### Aufgaben
1/ Übersetzen Sie aus dem Interview mit Luisa Neubauer den Satz „Hamburg hat als reiche CO2-intensive Stadt die Möglichkeit, Klimavorreiter zu werden.“ ins Englische.
2/ In welchem Hamburger Stadtteil ging Luisa Neubauer laut dem Interview mit Luisa Neubauer zur Schule?
3/ Führen Sie das Interview mit Luisa Neubauer im Anschluss an den Satz „Andere Städte sind da weiter.“ fort.
***** Textauszug
Als Luisa Neubauer noch in Blankenese zur Schule ging, hatte sie nie vorgehabt, Vollzeit-Klimaaktivistin zu werden. Doch: Sie wurde zum bekanntesten Gesicht von Fridays for Future Deutschland und beschreibt in ihrem Bestseller, was Hamburg im Jahre 2050 bevorsteht
Text: Mathias Greulich
Foto: Fridays for Future Deutschland
SZENE HAMBURG: Luisa Neubauer, Sie haben mit Peter Tschentscher beim Körber-Forum über die Klimakrise debattiert. Welchen Eindruck haben Sie vom SPD-Bürgermeister?
Luisa Neubauer: Herr Tschentscher ist ein unaufgeregter Mensch. Man kann mit ihm sachlich diskutieren, es waren angenehme Gespräche. Dennoch ist in der Klimabilanz unter seiner Verantwortung noch dermaßen viel Luft nach oben. Hamburg hat als reiche CO2-intensive Stadt die Möglichkeit, Klimavorreiter zu werden. Ein grüner Leuchtturm im Norden.
Andere Städte sind da weiter.
**********
***** Bereitgestelltes Material
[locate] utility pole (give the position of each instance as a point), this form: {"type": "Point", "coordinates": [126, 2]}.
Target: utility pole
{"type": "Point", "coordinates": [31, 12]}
**********
### Lösungen
1/ As a wealthy, CO2-intensive city, Hamburg has the opportunity to become a climate pioneer.

2/ In Blankenese.

3/
Es war total irre. Einen Tag nach der Diskussion mit Herrn Tschentscher habe ich den Bürgermeister von Kopenhagen getroffen. Frank Jensen ist ein charismatischer Mensch. Übrigens kein Grüner, sondern ein Sozialdemokrat. Ich war sehr beeindruckt, wie visionär er beim Klimaschutz an die Sache herangeht. Kopenhagen will schon 2025 klimaneutral werden.
Noch im September demonstrieten 100.000 Hamburger für besseren Klimaschutz, am selben Tag hat die Bundesregierung ihr Klimapaket beschlossen. Bundespräsident Frank-Walter Steinmeier sagt inzwischen in Richtung Fridays for Future, dass es nicht reiche, „jede Woche apokalyptische Bedrohungen zu beschreiben, die kaum zu bewältigen scheinen“. Die Demokratie werde schlecht geredet.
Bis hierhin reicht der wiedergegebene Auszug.